▶ **Selected excerpt**:
━━━━━━━━━━

Online LLM Evaluations
To monitor how your LLM application is performing over time, and be alerted of any unsatisfactory LLM responses in production, head to the home page via the left navigation drawer to turn on the metrics you wish to enable in production. This process is incredibly helpful for identifying failing responses, serving as a preliminary filter for unsatisfactory responses that require further discussion.
Confident AI will automatically run evaluations for the enabled metrics for all incoming responses.
Confident AI supports multiple default real-time evaluation metrics, including:
- Answer Relevancy
- Faithfulness
- Retreival Quality
Additionally, Confident AI supports G-Eval metrics for ANY custom use case.
Creating A Custom Metric
To run real-time evaluations using a custom G-Eval metric, first create your custom metric by clicking the create custom metric button.

━━━━━━━━━━

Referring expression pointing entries
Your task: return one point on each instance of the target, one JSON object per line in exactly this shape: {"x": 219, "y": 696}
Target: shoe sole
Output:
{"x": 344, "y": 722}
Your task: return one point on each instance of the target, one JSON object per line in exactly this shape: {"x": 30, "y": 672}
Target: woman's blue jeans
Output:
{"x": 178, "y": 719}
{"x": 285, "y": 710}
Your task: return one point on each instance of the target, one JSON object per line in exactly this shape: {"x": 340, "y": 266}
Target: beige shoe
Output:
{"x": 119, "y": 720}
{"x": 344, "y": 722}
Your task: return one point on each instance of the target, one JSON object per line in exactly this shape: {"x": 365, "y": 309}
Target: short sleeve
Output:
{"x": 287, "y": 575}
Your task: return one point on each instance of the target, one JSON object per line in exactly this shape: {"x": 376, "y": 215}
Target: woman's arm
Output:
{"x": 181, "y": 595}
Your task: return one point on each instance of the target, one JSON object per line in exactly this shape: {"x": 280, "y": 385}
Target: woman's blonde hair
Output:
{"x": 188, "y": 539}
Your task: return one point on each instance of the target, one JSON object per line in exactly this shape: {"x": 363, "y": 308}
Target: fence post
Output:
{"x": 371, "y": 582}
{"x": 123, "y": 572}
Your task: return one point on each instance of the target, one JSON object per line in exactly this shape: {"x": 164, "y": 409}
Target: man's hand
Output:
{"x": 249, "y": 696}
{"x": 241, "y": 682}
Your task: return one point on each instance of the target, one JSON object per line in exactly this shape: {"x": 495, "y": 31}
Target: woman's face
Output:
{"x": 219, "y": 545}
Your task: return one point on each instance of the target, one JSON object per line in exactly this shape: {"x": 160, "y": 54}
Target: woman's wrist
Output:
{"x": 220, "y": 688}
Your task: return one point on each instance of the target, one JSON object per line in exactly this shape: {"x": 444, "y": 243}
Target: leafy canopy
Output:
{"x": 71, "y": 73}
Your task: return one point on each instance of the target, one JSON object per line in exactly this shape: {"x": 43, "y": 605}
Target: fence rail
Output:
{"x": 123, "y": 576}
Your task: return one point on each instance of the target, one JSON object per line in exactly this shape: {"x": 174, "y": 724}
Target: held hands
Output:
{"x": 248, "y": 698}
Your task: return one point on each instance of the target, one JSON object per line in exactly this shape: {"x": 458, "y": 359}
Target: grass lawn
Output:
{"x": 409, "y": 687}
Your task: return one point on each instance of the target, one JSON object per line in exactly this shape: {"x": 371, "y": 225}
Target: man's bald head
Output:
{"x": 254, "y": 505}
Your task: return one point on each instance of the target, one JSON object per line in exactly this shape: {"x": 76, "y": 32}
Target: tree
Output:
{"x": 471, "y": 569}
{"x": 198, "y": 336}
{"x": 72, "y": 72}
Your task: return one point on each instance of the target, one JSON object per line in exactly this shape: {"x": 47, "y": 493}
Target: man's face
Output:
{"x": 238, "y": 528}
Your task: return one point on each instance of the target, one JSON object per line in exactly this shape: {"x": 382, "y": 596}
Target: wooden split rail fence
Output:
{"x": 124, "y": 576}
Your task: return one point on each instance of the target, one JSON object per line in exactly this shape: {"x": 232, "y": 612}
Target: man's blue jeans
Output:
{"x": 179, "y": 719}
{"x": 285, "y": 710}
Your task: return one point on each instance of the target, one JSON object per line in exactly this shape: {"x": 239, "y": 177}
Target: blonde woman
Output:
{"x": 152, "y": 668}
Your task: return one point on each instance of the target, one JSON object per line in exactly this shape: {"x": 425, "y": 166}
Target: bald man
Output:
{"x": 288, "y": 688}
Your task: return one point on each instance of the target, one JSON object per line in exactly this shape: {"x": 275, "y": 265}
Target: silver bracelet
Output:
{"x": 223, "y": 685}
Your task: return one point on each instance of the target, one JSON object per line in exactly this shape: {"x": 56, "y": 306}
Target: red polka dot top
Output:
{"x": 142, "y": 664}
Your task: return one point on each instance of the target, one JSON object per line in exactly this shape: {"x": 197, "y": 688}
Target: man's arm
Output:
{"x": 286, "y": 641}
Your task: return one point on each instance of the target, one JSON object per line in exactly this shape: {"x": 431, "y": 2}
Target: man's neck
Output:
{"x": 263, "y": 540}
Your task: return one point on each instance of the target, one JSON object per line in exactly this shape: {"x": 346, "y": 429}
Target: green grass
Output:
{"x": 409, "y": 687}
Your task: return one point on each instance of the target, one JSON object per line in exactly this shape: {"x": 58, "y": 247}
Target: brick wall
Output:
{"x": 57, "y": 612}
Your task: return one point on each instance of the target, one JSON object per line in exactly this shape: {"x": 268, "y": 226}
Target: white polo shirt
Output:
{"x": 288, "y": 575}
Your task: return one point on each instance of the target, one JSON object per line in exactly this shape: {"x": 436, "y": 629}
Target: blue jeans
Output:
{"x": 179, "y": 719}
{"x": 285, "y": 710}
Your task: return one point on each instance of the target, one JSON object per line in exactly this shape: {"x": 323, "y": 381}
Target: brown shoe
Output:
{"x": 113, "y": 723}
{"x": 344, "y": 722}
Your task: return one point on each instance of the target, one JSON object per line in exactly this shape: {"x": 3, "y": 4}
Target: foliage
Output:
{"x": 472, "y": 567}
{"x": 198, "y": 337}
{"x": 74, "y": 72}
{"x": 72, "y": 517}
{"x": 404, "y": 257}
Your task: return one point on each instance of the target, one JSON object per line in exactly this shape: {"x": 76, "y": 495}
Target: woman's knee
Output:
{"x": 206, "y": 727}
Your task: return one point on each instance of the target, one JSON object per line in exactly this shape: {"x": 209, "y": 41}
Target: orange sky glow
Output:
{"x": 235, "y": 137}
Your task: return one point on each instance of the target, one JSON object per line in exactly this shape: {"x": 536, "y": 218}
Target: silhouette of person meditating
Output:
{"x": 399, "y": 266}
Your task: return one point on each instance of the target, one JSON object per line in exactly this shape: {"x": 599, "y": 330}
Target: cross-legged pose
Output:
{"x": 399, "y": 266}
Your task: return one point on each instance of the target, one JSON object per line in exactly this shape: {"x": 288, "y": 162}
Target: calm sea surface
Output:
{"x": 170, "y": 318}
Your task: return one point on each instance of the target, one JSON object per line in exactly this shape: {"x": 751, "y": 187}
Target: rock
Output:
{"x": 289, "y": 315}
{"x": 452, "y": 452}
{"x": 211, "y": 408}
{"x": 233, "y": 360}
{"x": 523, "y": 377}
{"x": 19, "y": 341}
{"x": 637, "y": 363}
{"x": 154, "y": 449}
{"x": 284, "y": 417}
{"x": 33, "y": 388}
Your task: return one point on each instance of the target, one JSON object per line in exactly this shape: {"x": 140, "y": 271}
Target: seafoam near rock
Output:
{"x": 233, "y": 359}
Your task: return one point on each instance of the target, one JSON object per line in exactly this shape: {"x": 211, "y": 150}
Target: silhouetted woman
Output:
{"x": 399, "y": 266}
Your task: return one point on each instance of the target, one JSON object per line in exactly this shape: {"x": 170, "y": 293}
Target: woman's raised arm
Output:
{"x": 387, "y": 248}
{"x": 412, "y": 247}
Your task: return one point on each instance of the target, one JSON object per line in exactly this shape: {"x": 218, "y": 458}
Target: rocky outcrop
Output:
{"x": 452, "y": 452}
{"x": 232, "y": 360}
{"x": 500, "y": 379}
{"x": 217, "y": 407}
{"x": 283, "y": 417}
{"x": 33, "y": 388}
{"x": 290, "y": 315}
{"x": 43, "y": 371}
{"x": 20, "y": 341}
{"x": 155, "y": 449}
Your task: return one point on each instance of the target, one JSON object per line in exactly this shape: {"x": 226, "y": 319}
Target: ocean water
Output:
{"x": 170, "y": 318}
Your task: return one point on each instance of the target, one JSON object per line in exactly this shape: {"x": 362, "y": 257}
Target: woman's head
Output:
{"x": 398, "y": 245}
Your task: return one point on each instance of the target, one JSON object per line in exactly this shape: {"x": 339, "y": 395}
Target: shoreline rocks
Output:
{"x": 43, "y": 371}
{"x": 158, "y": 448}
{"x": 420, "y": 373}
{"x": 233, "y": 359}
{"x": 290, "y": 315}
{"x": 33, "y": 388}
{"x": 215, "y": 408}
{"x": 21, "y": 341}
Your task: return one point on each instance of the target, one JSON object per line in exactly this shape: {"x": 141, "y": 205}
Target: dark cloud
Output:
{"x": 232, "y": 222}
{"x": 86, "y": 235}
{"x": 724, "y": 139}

━━━━━━━━━━

▶ **Activity 1**:
According to the online LLM evaluations text, why should you turn on metrics in production? Answer in one to three sentences.
▶ **Activity 2**:
In the online LLM evaluations text, which type of metric does Confident AI support for any custom use case?
▶ **Activity 3**:
Extend the online LLM evaluations text, picking up after its final sentence.

▶ **Answer box 1**:
Turning on metrics lets you monitor how your LLM application performs over time and be alerted to unsatisfactory responses in production. The process helps identify failing responses and acts as a preliminary filter for responses that need further discussion.

▶ **Answer box 2**:
G-Eval metrics.

▶ **Answer box 3**:
Here you can create custom criteria, thresholds, strict modes, reasoning settings, and select the evaluation parameters that are logged during monitoring should be used for evaluation (these are analogous to the LLMTestCaseParams
used in G-Eval.). Please note that this setup does not include the expected_output
and context
, as these parameters are unavailable for online evaluations.
Viewing Evaluations
Easily view your real-time evaluation results on the provided graph in the home page. Each data point represents the average metric score for each metric across all responses of each monitoring day.